> Requirement:
Report each line below containing the string "span" by copying that line in full. Matching is case-sensitive.

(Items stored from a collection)

.....

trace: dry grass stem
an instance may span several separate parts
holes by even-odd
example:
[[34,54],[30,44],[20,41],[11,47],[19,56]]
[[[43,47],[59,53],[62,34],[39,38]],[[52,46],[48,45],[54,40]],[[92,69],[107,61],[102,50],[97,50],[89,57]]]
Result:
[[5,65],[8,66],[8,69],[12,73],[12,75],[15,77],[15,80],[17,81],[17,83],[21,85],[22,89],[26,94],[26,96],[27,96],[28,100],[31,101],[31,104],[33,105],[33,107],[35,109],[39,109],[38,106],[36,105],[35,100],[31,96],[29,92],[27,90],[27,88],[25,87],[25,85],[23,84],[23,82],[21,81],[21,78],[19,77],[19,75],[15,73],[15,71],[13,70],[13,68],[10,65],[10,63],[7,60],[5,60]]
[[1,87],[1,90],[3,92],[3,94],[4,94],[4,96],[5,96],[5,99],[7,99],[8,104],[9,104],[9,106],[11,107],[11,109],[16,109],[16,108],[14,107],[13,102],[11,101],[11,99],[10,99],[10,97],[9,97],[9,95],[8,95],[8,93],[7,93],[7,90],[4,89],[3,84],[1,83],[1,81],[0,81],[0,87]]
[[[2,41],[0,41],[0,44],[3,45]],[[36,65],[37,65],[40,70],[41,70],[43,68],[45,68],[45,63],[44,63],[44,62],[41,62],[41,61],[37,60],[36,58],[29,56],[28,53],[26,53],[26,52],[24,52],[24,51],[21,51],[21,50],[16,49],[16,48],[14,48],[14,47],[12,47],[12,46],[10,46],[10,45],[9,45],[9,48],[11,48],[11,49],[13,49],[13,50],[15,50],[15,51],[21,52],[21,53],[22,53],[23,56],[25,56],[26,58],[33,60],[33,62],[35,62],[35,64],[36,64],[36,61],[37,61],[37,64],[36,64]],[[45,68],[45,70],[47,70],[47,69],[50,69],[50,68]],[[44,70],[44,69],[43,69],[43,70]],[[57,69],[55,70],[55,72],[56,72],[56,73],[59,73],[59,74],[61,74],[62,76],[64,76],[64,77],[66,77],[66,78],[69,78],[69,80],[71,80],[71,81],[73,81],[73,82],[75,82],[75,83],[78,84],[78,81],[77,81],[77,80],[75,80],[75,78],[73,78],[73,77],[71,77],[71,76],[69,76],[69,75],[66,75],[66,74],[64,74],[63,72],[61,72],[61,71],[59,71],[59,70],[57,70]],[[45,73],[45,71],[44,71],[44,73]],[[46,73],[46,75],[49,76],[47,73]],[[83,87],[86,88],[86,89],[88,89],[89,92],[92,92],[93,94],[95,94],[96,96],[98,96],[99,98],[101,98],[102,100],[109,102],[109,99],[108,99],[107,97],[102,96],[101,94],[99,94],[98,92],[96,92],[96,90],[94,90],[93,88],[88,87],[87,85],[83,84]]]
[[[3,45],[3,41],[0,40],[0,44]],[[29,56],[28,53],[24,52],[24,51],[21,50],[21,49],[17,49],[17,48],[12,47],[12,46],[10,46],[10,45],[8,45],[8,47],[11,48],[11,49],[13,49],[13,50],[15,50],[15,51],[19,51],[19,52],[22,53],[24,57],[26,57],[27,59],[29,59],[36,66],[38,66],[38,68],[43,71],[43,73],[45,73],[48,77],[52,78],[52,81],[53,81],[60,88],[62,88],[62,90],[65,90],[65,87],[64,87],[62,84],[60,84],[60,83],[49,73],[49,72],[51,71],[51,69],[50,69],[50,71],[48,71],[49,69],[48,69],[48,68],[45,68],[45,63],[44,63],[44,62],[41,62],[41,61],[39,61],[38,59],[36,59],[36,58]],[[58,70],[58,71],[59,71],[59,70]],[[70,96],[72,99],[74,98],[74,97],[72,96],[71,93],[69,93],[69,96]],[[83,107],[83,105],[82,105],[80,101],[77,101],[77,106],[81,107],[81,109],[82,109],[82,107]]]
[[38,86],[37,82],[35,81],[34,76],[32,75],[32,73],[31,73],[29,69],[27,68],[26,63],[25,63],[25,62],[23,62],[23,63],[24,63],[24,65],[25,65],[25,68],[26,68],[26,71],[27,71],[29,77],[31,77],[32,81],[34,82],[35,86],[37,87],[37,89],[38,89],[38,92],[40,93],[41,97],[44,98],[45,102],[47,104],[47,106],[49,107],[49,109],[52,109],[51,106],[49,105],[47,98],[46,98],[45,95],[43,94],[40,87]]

.....

> The result:
an instance may span several separate parts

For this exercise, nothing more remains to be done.